■ WHAT THIS TASK INVOLVES ■
In the items below, how many lines contain the string "cabinet"? Reply with the number alone.

■ PROVIDED RECORDS ■
--- start ---

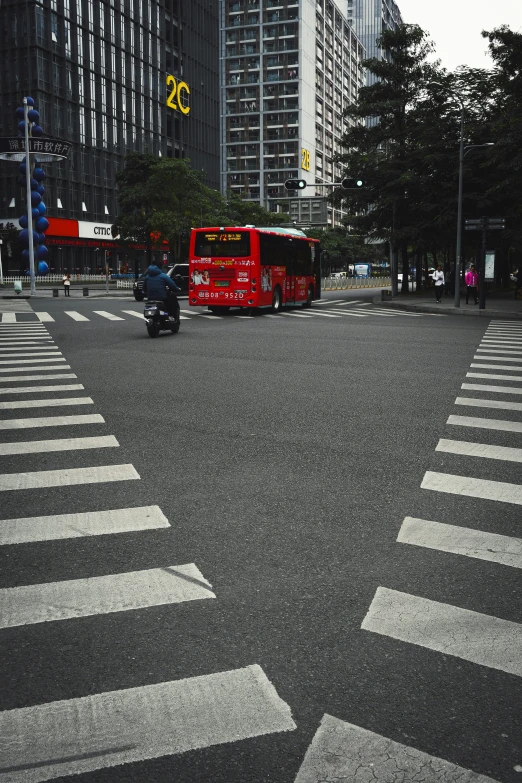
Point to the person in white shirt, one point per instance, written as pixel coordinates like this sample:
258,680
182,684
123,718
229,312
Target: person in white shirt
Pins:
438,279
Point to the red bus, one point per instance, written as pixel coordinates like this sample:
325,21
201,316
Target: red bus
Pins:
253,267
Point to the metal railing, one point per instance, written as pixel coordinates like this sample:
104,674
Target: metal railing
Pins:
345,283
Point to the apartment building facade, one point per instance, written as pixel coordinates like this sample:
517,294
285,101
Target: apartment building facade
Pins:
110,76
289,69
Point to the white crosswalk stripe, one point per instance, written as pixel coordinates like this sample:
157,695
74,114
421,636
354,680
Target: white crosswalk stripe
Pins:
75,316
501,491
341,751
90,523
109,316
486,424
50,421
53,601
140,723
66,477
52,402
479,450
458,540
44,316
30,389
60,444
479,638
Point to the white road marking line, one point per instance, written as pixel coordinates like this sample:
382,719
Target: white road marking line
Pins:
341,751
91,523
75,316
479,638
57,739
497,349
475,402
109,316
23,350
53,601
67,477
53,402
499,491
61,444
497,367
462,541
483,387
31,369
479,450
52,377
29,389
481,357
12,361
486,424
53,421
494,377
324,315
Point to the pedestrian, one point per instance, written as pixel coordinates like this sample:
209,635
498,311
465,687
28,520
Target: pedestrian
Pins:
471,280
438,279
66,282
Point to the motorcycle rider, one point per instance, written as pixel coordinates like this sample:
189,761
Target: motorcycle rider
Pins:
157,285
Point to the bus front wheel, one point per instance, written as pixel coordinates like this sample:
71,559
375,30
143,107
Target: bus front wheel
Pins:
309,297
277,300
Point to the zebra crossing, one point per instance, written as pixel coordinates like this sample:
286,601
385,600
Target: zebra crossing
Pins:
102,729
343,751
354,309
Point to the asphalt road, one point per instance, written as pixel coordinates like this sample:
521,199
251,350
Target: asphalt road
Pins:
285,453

--- end ---
--- start ---

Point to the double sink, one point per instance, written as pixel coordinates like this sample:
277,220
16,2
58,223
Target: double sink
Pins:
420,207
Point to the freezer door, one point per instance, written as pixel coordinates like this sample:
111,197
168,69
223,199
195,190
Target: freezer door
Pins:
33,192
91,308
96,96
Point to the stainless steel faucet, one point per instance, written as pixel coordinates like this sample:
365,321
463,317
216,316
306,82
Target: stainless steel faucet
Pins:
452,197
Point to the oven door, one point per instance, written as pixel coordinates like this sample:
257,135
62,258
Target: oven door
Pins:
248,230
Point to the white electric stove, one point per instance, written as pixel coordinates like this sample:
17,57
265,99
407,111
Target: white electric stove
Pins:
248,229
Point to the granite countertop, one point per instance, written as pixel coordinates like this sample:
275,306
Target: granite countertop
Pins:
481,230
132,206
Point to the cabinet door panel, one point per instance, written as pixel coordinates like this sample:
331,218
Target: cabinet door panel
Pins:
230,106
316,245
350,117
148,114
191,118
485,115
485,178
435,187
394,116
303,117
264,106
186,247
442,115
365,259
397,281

--- end ---

■ WRITTEN RESPONSE ■
2